We thank those women and men who defended, and continue to defend, our freedoms, and our democracy.
_

Liberal Party of Canada


----------



## iPetie (Nov 25, 2003)

Every year, Rememberance Day effects me more. I, due to my generation have been spared the horrors of war. Every year I live, I am more thankful for that .
For the last four years, I look at my son on November 11th and pray that his generation will be so lucky. I am comforted in the fact that he lives in a Country that does not go to war easily. That is very much a result of the sacrifices of the past.

I was in South Korea 20 months ago and my business partners there took me to the Inchon war memorial.
It is a very revered location and always full of Hundreds of young Korean School Children. At least 5 or 6 of them kept pointing at me and saying Yankee, Yankee. It was not a negative thing, more a fun thing. The teacher told the children very sternly something I could not understand. They stopped immediatly and all started bowing. I bowed also.
I asked Wony what she had said and he told me that she had seen my Lapel pin and told the children I was Canadian.

I was literally brought to tears. I was never so proud of my country and the way we conduct ourselves, even in a war.


----------



## Dr.G. (Aug 4, 2001)

iPetie, many Canadians also died in Korea. It is only now that the Korean War vets are being recognized for their service. The same is taking place in the US re the Vietnam War vet.

* ENTRIES PROVIDED
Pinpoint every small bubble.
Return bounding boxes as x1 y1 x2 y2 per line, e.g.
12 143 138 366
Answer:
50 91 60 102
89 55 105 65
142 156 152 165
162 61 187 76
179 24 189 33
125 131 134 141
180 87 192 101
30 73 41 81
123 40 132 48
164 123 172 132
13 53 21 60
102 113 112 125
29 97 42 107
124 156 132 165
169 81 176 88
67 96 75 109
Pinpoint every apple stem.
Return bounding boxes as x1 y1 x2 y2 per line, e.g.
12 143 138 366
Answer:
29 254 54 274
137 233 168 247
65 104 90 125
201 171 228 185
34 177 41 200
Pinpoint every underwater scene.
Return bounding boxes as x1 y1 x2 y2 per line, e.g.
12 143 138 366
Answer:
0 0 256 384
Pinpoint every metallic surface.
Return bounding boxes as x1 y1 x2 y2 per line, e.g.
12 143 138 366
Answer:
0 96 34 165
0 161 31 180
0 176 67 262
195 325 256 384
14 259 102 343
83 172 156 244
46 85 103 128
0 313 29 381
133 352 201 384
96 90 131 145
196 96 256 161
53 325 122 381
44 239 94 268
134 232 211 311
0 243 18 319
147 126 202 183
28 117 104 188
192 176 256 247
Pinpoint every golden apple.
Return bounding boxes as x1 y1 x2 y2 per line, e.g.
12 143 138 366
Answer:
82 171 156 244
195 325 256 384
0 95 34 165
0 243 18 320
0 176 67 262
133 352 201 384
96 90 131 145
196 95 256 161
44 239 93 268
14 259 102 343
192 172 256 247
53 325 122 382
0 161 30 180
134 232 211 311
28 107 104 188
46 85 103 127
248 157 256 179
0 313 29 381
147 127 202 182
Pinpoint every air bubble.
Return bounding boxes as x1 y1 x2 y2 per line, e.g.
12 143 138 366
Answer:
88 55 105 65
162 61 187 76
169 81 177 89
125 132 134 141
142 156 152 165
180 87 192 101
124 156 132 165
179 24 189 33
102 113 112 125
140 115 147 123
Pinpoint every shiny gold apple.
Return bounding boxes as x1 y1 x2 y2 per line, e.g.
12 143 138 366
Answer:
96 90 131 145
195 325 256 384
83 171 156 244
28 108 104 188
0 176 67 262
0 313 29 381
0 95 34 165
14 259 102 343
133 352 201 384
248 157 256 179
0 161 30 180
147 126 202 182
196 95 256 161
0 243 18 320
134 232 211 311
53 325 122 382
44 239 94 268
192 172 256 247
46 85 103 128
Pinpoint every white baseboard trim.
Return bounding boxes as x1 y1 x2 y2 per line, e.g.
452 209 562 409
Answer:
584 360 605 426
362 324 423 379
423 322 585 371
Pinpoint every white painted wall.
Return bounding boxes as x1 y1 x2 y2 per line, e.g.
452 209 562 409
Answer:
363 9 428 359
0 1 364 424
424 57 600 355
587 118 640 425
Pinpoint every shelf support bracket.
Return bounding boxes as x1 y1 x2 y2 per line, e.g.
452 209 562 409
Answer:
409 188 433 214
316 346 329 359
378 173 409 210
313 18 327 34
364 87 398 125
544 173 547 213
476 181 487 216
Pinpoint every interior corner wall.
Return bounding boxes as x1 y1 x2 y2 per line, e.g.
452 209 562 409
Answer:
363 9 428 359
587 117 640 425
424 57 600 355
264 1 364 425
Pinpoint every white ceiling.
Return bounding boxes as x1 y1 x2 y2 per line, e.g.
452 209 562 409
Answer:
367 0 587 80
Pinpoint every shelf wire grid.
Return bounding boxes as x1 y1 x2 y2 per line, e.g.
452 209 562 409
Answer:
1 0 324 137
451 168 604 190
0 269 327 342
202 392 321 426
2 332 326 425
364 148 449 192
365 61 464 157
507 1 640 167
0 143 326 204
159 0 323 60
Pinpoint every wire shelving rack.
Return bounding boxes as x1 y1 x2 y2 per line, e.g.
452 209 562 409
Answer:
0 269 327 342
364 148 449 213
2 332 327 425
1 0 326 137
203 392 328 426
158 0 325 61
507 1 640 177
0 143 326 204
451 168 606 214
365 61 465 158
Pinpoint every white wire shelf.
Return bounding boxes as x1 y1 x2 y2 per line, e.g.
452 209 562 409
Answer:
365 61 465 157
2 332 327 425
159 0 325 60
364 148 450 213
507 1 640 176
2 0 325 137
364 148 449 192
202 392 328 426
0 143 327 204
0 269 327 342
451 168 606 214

* TASK LIST
1 - Quote the Remembrance Day thread from "It is a very" to "(Aug 4, 2001)".
2 - Write what comes next in the Remembrance Day thread, picking up after its final sentence.
The data plays no part here and can be set aside.

* ANSWERS PER TASK
1 -
It is a very revered location and always full of Hundreds of young Korean School Children. At least 5 or 6 of them kept pointing at me and saying Yankee, Yankee. It was not a negative thing, more a fun thing. The teacher told the children very sternly something I could not understand. They stopped immediatly and all started bowing. I bowed also.
I asked Wony what she had said and he told me that she had seen my Lapel pin and told the children I was Canadian.

I was literally brought to tears. I was never so proud of my country and the way we conduct ourselves, even in a war.


----------



## Dr.G. (Aug 4, 2001)

2 -
----------



## yardarm51 (Aug 26, 2004)

For the complaint about wearing a poppy on the right side.. 

I have no problem with it. Neither do most vets I know. Many of them wore their poppy on their beret and one fellow I saw had dozens of them all over his suspenders and hat. He was one of the fellas who was there so if it doesn't bother him...

Perhaps the fellow with the poppy on the right side has cardio-dextroposition? A condition in which the heart grows on the right side of the chest cavity as opposed to the left. Far reaching I know but unless you ask...


----------



## Dr.G. (Aug 4, 2001)

It was a cool but sunny morning at the St.John's War Memorial. The citizens of Newfoundland and Labrador, having lost more men per capita than any other country in the First World War, have always taken this day quite serious. Memorial University of Newfoundland, where I teach, was created in 1925 as a lasting memorial to those who died in this war and would never have a chance for higher education. Paix.


----------



## MaxPower (Jan 30, 2003)

I wasn't able to get to any ceremonies, however when the clock on my iMac reached the 11th hour, I stopped what I was doing and gave a moment of silence and to think about what this day and what was sacrificed means to me.


----------



## Dr.G. (Aug 4, 2001)

Good for you, MP. Lest we ALL forget. Paix, mon ami.


----------



## SINC (Feb 16, 2001)

Our services today took place in brilliant sunshine and one of those cobalt blue skies that only happen in Alberta.

Brisk at -6, we were blessed with not a puff of wind.

Sadly my wife observed the crowd was the smallest in the many years we have attended, and I fear for the future of the day itself.

The two minute silence was broken by two dogs barking at each other.  

Why do people insist on bringing their large dogs to an event such as this?

Oh well, I came home for lunch and will head back to the Legion for an afternoon of fellowship.


Cheers


----------



## Dr.G. (Aug 4, 2001)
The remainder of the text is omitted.